**How to complete this task**
Leaving out the images, repeat all the lines below exactly.

**Data provided**
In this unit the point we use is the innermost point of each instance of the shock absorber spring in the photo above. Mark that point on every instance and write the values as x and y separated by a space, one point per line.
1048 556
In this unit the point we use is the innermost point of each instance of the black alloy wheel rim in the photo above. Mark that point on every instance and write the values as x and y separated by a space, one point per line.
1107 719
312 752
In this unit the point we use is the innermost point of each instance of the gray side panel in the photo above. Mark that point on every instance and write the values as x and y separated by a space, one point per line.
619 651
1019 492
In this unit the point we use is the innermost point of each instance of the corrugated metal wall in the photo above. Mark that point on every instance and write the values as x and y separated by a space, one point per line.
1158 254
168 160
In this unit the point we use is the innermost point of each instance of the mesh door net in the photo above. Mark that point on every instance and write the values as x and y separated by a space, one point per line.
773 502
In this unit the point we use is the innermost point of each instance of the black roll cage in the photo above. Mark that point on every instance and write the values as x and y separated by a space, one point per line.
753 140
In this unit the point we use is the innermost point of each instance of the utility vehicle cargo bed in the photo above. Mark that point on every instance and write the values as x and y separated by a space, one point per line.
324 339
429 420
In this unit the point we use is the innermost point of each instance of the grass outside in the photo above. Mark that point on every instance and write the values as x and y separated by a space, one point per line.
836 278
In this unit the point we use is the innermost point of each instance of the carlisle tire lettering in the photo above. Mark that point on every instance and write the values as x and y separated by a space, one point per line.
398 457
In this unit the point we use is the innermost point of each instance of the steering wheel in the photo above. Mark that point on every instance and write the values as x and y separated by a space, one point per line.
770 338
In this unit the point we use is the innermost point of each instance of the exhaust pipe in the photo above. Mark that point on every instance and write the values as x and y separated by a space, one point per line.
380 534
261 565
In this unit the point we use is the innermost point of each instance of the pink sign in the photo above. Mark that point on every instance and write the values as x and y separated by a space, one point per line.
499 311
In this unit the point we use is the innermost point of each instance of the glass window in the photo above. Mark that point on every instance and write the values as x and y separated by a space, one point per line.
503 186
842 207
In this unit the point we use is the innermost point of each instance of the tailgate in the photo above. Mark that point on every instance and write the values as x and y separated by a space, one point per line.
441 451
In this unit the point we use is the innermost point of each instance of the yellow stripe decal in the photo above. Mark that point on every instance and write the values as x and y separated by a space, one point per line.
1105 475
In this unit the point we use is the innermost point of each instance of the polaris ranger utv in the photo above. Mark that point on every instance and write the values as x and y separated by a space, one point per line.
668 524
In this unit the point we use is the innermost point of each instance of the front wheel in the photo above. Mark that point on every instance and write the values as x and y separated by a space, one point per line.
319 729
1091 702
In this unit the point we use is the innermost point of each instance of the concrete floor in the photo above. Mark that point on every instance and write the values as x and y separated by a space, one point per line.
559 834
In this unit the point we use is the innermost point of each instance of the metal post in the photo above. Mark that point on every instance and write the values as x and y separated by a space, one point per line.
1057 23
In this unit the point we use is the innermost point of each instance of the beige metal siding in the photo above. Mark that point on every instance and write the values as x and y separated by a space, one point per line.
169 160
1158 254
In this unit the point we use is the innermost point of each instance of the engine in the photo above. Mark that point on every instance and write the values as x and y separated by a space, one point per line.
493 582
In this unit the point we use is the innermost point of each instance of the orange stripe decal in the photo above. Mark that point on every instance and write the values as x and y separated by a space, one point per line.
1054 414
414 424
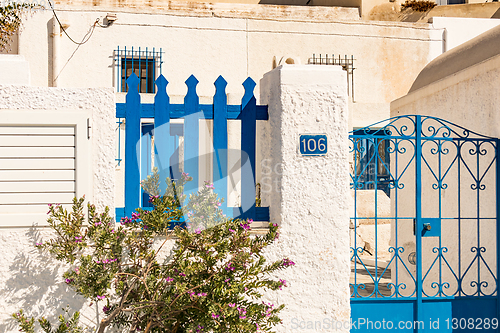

**Exercise solution**
In this unit the point we use is the innermost point of each instance of the shock absorber spring in the photo above. Mark that point on every instance and write the values as x and y separated by a space, one point per line.
1048 556
In this unit the point we use is the innermost point of each instance of the black alloy wheel rim in the photo above. Mark that point on every instance and write the values as x and y separated by a space, one point per line.
1107 719
312 752
In this unit the point we use is the innermost point of each instance of the gray side panel in the photo above. Mark that point on every instance and write the values as x and y separated by a space, one point per line.
619 651
1019 492
In this unit the point we use is the innermost point of each instance of the corrugated metal wall in the photo above. Mark that point on every instance and write the values as x and y separated by a space, one point per line.
1158 254
168 160
In this unit the point we use is the innermost point of each instance of the mesh door net in the photo above. Mark that point on every instance and write the values as x and y separated by a space, one point per line.
773 502
In this unit the point we use is the innermost point of each instance of the black roll cage in the photo above. Mark that point on every instance and write the values as x and y separated by a space, one point per line.
753 140
In this unit the point we use is the innermost point of each instance of the utility vehicle cargo bed in the photo above. Mark that point on every instance and write the values as x and y separated by a space, one point per line.
324 339
429 420
In this unit the point we use is the innermost point of each instance of the grass outside in the photo above. Mark that point on every instance and write the values as x and y separated by a space, one point per line.
836 278
In this unit the point we use is the innermost point of each instance of the carlisle tire lettering in the photo above. Mark that point on every instance and write the values as x and y separated by a space, one point per line.
398 457
In this unit the point we use is the innermost point of each instance of the steering wheel in the photo above. Mark that point on every instance and write the values as x and y separated by a space, one point per line.
770 338
In this unit the point we use is the innermost point of each instance of the exhaust pipe in the photo above. Mark that point on every instance and write the values as x and y separated by a space, one point per line.
380 534
261 565
In this unit the point we use is the innermost point of each instance of the pink sign in the photo above. Mark that point on every instance and write the values as x and y separated by a space, one point per line.
499 311
In this unit the point we use is the innermost point of each instance of the glass window in the photo above. Mark that point on every instance and write the values as x and y separated by a space, one point per line.
503 186
842 207
In this unit the point we use is the innermost point of each instance of the tailgate in the photo above. Mark that point on every instance and write the values as x and y separated by a space, one point per line.
441 451
In this unit the point we use is the innermost point of each instance of the yellow stripe decal in the photo above. Mark that point on every instance and write the values as x and y separated by a space, one point per line.
1105 475
In this unit the point we use is the innermost point of each instance of the polaris ranger utv in the photo above. Mark that point on every instance and write the values as x and y separated by a space, one point per line.
668 524
In this unit the point we use is the innermost point of each instance of the front wheel in the photo above. Mark that point on every instance and write the values as x and y separated by a space, one point per line.
319 729
1091 702
In this unit the point we use is the innermost point of each instance of the concrete floor in the photo above. Mark that point on every instance and write the values as x and y separated by a space, one point per line.
559 834
In this unit the point we use is the innermost point of each instance of the metal post in the photo above. Mark that point on every instance and write the values as x and y separated by a space, one point per line.
1057 23
In this unit the point we use is the innermost point of each instance of the beige metal siding in the photo above. Mark that point on every instance and write the values as x and y separated by a space, one point per line.
169 160
1158 254
In this unit the point we use is the innermost point of each instance of the engine in the photo above. Mark that point on every instance and write the values as x and y separated by a space, one point per line.
493 582
In this unit the point we use is the innermost point of each instance of the orange stripe decal in the photo above. Mark that point on every instance and write the values as x and y separated by a space, one point per line.
1054 414
414 424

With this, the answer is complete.